What to work on:
Take the data below and repeat it exactly.

Information shown:
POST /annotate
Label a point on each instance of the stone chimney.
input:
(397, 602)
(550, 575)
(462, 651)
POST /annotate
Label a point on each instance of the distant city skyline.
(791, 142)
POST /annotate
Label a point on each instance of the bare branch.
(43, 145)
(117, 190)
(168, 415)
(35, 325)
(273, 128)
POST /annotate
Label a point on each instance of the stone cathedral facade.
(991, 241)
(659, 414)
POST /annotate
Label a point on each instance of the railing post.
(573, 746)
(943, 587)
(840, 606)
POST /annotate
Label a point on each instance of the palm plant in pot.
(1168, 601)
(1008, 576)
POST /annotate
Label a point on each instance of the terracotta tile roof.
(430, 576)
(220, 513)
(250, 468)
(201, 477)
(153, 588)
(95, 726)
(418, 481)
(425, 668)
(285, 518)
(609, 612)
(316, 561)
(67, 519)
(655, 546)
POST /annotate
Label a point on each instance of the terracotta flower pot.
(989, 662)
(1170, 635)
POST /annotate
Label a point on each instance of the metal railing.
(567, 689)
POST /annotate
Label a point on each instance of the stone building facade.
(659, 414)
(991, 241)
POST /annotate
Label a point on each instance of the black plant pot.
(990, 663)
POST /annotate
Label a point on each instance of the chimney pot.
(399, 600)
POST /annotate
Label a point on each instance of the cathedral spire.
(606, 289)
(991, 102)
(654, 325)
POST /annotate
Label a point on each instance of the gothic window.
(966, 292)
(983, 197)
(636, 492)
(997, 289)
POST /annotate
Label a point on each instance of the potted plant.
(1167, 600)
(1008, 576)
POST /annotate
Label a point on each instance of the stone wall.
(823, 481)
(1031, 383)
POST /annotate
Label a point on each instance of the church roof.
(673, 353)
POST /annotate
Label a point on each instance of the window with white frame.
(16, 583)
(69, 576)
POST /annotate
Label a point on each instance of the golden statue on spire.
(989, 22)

Written reply:
POST /annotate
Label a point on each instance of the stone chimney.
input:
(397, 602)
(550, 575)
(462, 651)
POST /annotate
Label a point on each instance of the distant city skyline.
(791, 142)
POST /annotate
Label a point on each instance of the bare branch.
(43, 145)
(117, 190)
(168, 415)
(35, 325)
(273, 128)
POST /annotate
Label a point on each instance of the stone cathedral facade.
(991, 241)
(659, 414)
POST /annotate
Label a point on each instance of the railing post.
(573, 746)
(943, 587)
(840, 606)
POST /annotate
Label a point on each instance of the palm plant in pot.
(1168, 601)
(1008, 576)
POST /annotate
Label a point on each instance of the terracotta tile roof.
(430, 576)
(220, 513)
(250, 468)
(201, 477)
(153, 588)
(95, 726)
(418, 481)
(425, 668)
(285, 518)
(609, 612)
(316, 561)
(67, 519)
(655, 546)
POST /annotate
Label a point on each instance of the terracotta flower pot.
(989, 662)
(1170, 635)
POST /annotate
Label a point on each instance of the metal railing.
(567, 689)
POST /annotate
Label a point on each instance of the stone building facade.
(659, 414)
(991, 241)
POST /annotate
Label a point on each instance of the black plant pot.
(990, 663)
POST /annotate
Label a point on each instance of the chimney pot.
(399, 600)
POST /annotate
Label a point on each instance of the cathedral spire.
(606, 289)
(991, 102)
(654, 325)
POST /annotate
Label a point on each instance of the gothic window.
(966, 292)
(983, 197)
(636, 492)
(997, 289)
POST /annotate
Label a point on each instance of the potted plant.
(1167, 600)
(1008, 576)
POST /annotate
Label a point on each instance of the stone wall.
(823, 481)
(1031, 383)
POST /annotate
Label a point on each instance of the church roof.
(673, 353)
POST /annotate
Label a point on each instance of the window with white frame.
(16, 583)
(69, 576)
POST /annotate
Label a point on each instance of the golden statue on spire.
(989, 22)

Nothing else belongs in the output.